Transcribe each line below verbatim; pictures excluded.

------

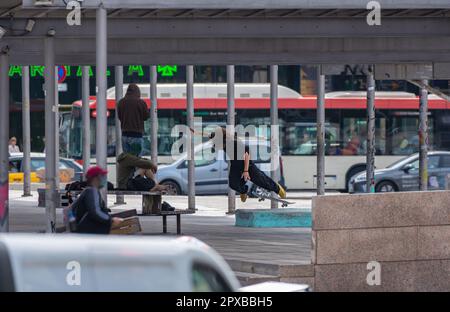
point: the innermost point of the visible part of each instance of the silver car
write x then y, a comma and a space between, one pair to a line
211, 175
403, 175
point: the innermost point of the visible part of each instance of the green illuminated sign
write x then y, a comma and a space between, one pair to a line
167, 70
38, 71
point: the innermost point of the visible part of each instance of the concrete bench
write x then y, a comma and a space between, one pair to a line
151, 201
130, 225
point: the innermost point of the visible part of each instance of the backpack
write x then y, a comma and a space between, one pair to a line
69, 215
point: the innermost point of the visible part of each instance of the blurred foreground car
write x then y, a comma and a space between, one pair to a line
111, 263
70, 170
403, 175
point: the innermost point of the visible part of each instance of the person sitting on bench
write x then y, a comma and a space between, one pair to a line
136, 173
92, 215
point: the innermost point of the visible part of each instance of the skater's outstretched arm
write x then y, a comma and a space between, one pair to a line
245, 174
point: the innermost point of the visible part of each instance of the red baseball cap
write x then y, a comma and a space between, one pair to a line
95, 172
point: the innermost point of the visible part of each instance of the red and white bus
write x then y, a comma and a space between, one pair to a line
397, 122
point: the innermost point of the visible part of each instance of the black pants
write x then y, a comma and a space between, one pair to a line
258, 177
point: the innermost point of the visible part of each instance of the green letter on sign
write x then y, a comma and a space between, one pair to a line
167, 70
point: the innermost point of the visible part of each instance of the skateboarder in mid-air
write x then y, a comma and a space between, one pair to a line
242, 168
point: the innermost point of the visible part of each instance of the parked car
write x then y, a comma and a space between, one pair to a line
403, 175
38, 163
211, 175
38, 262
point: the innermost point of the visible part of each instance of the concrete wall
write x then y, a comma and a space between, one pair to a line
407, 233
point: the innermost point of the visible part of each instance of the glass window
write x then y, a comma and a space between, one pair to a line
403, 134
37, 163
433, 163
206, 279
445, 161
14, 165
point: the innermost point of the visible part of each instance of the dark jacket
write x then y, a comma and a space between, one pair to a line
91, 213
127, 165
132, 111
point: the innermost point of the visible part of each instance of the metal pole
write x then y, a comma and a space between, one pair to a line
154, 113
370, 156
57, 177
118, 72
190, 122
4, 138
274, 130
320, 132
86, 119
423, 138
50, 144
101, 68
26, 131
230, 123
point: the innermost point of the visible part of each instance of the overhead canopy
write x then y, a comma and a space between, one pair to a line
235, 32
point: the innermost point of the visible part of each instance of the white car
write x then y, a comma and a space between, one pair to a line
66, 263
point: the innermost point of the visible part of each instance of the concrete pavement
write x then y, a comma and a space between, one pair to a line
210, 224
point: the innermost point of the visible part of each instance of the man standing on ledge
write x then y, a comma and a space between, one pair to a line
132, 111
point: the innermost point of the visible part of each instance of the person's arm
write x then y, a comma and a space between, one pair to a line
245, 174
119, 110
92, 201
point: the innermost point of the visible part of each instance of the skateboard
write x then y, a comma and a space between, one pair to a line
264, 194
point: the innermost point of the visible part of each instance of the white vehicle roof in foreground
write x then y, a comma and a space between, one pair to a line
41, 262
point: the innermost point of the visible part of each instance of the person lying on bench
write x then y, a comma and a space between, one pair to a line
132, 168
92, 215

------

Solution for this task:
point: the innermost point of the visible part of each instance of the silver car
write x then y, a comma and a space between, one pair to a line
211, 175
403, 175
point: the innermost point of the visible part of each instance of the green illuminated sign
write x then y, a comma and a space between, one pair to a line
167, 70
38, 71
point: the innermost point of the visible part of each instance of the concrete bench
write x then y, a comma and a space between, one pair to a line
151, 201
130, 225
point: the innermost point of the visible part of each instance of the backpack
write x then y, a comma and a space between, one pair to a line
69, 215
point: the innermost point of the visible part of each instance of the blurred foreground car
write x then y, a comma and a space between, one pair to a line
111, 263
70, 170
403, 175
point: the innermost point of the visible part of each instance of the person sitting on bench
write x then y, a comma and a space between, one pair to a line
136, 173
92, 215
point: the innermost point of the visible part of each instance of the skater's outstretched arm
write x then y, a comma and a space between, one pair to a line
245, 174
point: the innermost point of the visible part of each instance of the red baseball cap
write x then y, a comma and a space between, one pair to a line
95, 172
point: the innermost point of the visible part of each instance of the red and white bus
write x then y, a comma and a space between, one pair to a line
397, 122
point: the innermost point of the visible part of each instance of the black pants
write x then y, a comma and a space between, one pair to a line
258, 177
point: the innermost point of the visible part of each instance of the green letter on sign
write x then y, a comma and a space between, one pair to a line
167, 70
point: the innermost point of the visible part of each instance of the skateboarder in mid-air
write x then y, a comma and a space between, one pair to a line
242, 168
point: the innermost point of the visible part of each instance of the parked car
write x then y, a comma and a space between, one pair to a line
403, 175
38, 163
211, 175
38, 262
point: the innermost point of the visible part of each instance of the concrete wall
write x then y, a comma and a space between, one pair to a line
407, 233
point: the innermost point of the visible part of each instance of the glass window
write x then y, a comma and a space between, one pair to a line
403, 134
37, 163
433, 163
206, 279
445, 161
14, 165
point: the innermost point of the visible part of each instance of the dark jacket
write x then y, a comma and a space between, one pair to a line
91, 213
127, 165
132, 111
point: the innermost point of the visible part of each instance of the metal pole
write x then y, a comma and a space between, one pair to a line
154, 113
370, 156
57, 177
118, 72
190, 122
4, 138
274, 130
320, 132
86, 119
423, 138
50, 144
101, 68
26, 131
230, 123
point: the innermost point of the visible part of each instance of the overhead canopy
write x then y, a comma and a space between, one pair to a line
235, 32
point: the innermost point of the visible part of each instance of the white car
write x then y, a comma and a space between, one pair to a line
66, 263
point: the innermost point of the visible part of each instance of the concrete pavement
write x then y, a comma and a space between, one pair to a line
210, 224
point: the innermost point of the visible part of each instance of the man standing on ledge
write x then y, a comma and a space between, one pair to a line
132, 111
point: the innermost point of the visible part of each instance of the person's arm
write x then y, a comma and a space between, one pair to a line
245, 174
119, 110
92, 201
point: the innermost point of the visible part of each instance of the skateboard
write x then y, a comma and a space between, one pair to a line
264, 194
point: the innermost point of the visible part of each instance of the white vehicle roof in foreground
write x then y, a comma and a space between, one pair to a line
41, 262
point: the innermost point of the visible part of each instance of the person lying on bench
write x then y, a comma and a space between, one pair to a line
132, 168
92, 215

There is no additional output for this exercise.